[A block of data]
-------
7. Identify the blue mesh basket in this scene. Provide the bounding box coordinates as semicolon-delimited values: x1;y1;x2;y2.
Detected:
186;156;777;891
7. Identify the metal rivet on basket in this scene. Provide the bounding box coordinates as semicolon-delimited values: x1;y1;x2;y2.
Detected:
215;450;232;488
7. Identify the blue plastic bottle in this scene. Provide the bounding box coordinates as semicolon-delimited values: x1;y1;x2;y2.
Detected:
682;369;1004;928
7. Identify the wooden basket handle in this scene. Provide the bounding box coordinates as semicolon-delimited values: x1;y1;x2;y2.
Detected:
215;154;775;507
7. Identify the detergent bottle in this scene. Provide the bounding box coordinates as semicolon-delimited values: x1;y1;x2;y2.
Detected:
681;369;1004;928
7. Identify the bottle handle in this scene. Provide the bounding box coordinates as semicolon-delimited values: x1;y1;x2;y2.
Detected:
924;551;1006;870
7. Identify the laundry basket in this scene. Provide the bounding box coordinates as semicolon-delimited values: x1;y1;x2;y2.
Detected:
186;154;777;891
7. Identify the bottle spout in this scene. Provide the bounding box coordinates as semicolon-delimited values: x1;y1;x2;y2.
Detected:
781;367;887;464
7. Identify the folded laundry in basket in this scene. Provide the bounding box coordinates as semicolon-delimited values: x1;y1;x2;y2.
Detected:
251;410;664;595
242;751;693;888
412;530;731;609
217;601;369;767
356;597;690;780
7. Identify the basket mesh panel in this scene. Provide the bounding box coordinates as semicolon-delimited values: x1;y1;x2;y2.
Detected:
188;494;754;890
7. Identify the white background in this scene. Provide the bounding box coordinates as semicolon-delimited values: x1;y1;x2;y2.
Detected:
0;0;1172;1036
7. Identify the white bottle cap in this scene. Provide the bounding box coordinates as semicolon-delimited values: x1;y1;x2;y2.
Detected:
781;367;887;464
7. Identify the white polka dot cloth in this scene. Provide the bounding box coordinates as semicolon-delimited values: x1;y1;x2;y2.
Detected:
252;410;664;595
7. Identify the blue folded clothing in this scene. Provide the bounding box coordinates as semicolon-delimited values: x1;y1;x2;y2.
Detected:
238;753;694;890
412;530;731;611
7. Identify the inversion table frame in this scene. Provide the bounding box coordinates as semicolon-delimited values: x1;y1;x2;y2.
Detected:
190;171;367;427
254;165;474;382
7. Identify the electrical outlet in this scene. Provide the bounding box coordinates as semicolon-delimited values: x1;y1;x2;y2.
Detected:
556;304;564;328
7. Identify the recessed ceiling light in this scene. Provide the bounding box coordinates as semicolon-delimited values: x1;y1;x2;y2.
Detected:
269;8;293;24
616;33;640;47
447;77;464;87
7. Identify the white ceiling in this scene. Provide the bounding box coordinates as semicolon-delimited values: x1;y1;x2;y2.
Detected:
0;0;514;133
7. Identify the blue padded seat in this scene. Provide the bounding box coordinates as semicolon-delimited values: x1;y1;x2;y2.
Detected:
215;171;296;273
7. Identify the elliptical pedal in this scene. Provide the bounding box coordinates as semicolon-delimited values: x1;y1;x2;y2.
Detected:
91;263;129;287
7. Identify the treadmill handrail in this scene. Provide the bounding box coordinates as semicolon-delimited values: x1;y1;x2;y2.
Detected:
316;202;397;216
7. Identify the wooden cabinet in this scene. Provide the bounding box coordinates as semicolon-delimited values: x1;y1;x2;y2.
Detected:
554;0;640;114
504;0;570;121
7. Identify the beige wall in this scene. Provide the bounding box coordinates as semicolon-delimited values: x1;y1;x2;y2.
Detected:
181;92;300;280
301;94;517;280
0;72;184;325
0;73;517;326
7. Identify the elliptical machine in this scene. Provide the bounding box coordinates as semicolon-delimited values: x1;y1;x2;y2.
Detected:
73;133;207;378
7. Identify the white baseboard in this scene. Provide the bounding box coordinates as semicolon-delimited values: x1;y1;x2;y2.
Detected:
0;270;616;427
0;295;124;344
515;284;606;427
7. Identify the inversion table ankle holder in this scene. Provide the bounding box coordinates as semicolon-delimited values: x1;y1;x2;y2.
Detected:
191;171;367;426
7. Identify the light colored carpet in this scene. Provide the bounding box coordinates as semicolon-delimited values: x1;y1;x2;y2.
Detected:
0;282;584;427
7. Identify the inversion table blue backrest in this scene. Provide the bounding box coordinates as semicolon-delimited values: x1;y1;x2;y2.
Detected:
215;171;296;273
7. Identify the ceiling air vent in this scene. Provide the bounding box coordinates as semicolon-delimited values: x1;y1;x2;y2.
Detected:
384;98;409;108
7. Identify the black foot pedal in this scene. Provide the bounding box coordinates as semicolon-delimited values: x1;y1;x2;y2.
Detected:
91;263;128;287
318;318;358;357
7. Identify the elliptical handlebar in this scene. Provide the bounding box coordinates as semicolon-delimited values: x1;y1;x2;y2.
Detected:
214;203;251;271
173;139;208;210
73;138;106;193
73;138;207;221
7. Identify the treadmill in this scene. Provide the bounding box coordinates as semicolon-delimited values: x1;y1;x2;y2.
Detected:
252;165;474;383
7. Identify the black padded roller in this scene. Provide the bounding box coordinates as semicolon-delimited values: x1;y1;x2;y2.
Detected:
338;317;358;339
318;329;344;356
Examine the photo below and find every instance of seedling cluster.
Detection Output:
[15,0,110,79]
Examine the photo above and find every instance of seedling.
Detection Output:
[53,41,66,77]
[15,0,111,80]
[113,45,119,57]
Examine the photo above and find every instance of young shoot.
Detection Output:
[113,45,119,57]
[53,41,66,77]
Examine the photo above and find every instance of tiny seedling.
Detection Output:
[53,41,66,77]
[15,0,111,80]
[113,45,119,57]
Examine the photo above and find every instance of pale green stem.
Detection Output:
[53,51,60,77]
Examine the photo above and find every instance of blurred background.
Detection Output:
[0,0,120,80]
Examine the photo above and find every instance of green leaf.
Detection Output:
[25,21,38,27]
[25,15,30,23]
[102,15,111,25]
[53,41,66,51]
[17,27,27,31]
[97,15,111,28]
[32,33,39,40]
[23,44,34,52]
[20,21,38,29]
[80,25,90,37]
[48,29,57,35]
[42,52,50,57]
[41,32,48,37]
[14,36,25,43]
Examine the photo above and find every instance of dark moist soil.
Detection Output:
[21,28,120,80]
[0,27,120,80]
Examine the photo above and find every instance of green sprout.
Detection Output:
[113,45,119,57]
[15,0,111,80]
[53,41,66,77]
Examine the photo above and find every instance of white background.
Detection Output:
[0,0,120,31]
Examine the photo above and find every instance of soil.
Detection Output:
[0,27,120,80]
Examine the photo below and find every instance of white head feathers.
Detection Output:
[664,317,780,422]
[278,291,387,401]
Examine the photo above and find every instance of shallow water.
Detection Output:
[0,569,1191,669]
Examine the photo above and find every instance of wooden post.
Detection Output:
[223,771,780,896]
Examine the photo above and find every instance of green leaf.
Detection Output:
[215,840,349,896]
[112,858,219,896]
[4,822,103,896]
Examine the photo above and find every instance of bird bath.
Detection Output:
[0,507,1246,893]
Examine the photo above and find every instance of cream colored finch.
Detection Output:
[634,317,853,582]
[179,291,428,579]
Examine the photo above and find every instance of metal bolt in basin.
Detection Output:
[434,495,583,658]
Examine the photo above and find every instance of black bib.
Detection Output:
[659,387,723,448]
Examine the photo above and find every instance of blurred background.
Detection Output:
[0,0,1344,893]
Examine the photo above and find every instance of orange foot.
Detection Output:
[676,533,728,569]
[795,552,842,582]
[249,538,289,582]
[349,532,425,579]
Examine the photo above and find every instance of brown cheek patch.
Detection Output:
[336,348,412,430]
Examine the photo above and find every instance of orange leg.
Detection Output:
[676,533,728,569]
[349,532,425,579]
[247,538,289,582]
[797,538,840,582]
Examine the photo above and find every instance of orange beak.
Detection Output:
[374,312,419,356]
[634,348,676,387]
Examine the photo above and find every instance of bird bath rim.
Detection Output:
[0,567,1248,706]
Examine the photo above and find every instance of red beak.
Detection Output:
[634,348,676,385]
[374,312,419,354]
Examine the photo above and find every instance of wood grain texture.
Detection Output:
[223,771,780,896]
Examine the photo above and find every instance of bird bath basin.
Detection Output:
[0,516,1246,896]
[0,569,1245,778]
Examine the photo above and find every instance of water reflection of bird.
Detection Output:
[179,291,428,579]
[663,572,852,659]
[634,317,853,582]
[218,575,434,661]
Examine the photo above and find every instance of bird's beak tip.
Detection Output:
-------
Rewrite the part that opens with the line containing "Examine the photo above and find every instance of metal" and closes with the line containing "[0,569,1245,778]". Substitute "birdbath" for "bird bath" and keep everything else the same.

Examine the photo above and find every instance of metal bolt in basin.
Detection Output:
[434,495,583,658]
Examine the photo above and find every instance of black bib.
Detection Output:
[659,387,723,448]
Examine the photo above and find every instance of blurred background.
Detection Output:
[0,0,1344,893]
Examine the photo above and find every instance of orange foot.
Detection Output:
[676,533,728,569]
[795,552,842,582]
[249,538,289,582]
[349,532,425,579]
Examine the photo above and find every instance of brown cheek patch.
Detection Output:
[336,348,412,430]
Examine the photo above and find every instance of orange leg.
Detection Output:
[676,533,728,569]
[349,532,425,579]
[247,538,289,582]
[797,538,840,582]
Examine the photo above and find every instance of orange beak.
Detection Output:
[374,312,419,356]
[634,348,676,387]
Examine the photo above and find every instance of birdbath rim.
Detection Output:
[0,567,1248,706]
Examine the photo above and find every instance of red beak.
Detection Output:
[634,348,676,385]
[374,312,419,354]
Examine the photo above and find every instance of wood grain texture.
Detection Output:
[223,771,780,896]
Examine the photo above and find every instance of birdbath basin.
Detection Output:
[0,516,1246,896]
[0,569,1245,778]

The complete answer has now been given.